- 文本段落 -
时间:2021-10-27 17:45:18 来源:

大收藏家季羡林

署有季羡林上款的书画藏品

季羡林先生7月11日驾鹤西去,这位在国内外享有崇高地位的学术大家,在生前除了做翻译写散文等调节方式,还有一种知者甚少的自我调节方式,那就是收藏,欣赏自己的收藏品。季羡林的弟子钱文忠日前撰文展示了季羡林作为大收藏家的一面,摘录如下:

王寿彭题写“奖状”是最早的藏品

季羡林先生最早的藏品本是奖品。这是怎么回事呢?在进入山东大学附属中学以前,乐于钓鱼摸虾的季羡林先生的学习成绩虽然也居上游,却称不上出类拔萃。但是,在山大附中,季羡林先生的作文无意中受到了国文老师王昆玉先生的表扬,这就激发了少年学子的向学之心,结果,生平第一次考了一个甲等第一,平均分数超过95分,这在全校是独一无二的。当时山大校长兼山东教育厅长是前清状元王寿彭,他亲笔写了一副对联和一个扇面奖给季羡林。从此,季羡林先生才开始认真注意考试名次,不再掉以轻心。结果两年之内,四次期考连考了四个甲等第一,威名大震。

署有季羡林上款的书画藏品

这副对联和扇面,就是季羡林先生最早的藏品,一直保存至今,极受珍爱。有一段时间遍寻不得,当时以为,抗战期间,季羡林先生在德国留学,济南家里的生活无比艰辛,这些藏品可能被拿去易粮糊口了。先生还托人到济南打听寻觅过,当然杳无音讯。这还让素来豁达的季羡林先生很是叹息了一番。还好,终于有一天,王状元的墨宝从书深不知处冒了出来,老先生将它们挂在墙上,静静地欣赏了好一阵子。我在一旁,丝毫都不敢打扰先生。因为我知道,正是这最早的藏品,将先生带回了自己的少年时代。

- 任务 -
**a)** 在关于季羡林收藏的这篇文章里,王寿彭亲笔写了什么奖给季羡林?
**b)** 请接着关于季羡林收藏的这篇文章的最后一句往下续写。

- 给定材料 -
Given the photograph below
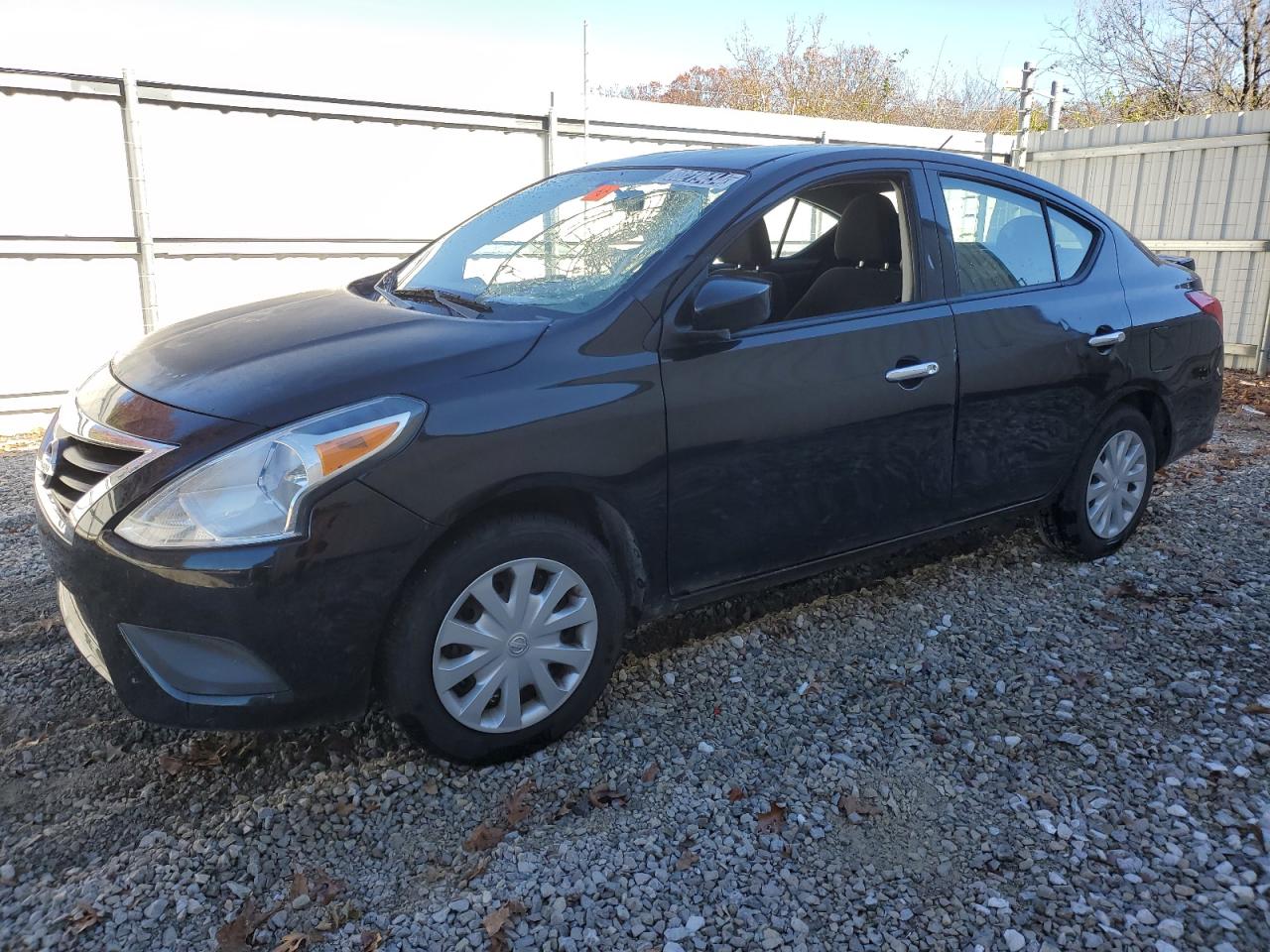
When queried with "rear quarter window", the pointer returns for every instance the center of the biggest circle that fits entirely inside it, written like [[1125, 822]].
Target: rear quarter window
[[1074, 240]]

- 各题答案 -
**a)** 一副对联和一个扇面。

**b)**
有意识的收藏自1949年后开始

然而,这只能算是季羡林先生的无意收藏。先生有意识的收藏开始于1949年之后,特别是上世纪50年代的建国初期。那个时候,旧时豪门不是变卖藏品逃离大陆,就是摈弃旧物迎接新生。一时间,千年古都北京的街头小店随处可见字画文玩,至于琉璃厂,更是充斥着名家剧迹,而问津者却寥寥无几。季羡林先生曾经告诉过我,从主观上讲,他实在不忍心看着这些艺术瑰宝就此流散消亡,总想尽自己的力量,能够抢救多少就算多少。从客观上讲,他也确实有这个能力,至少就经济状况而言,50年代的季羡林先生是属于高收入阶层的。先生是为数很少的一级教授,月工资300多元人民币,此外还有担任各种职务的津贴和不少稿费,总收入在当时是一个令人瞠目结舌的数字。60年代以前,季羡林先生独自生活在北京,每个月给济南的师母、老祖寄去100元,这就可以过相当宽裕的生活了。一子一女进京读大学,先生也是每人每月给15元。就个人生活而言,季羡林先生除了买书吃饭,再也没有什么大笔的开销。因此,先生有相当的条件来实现自己的心愿。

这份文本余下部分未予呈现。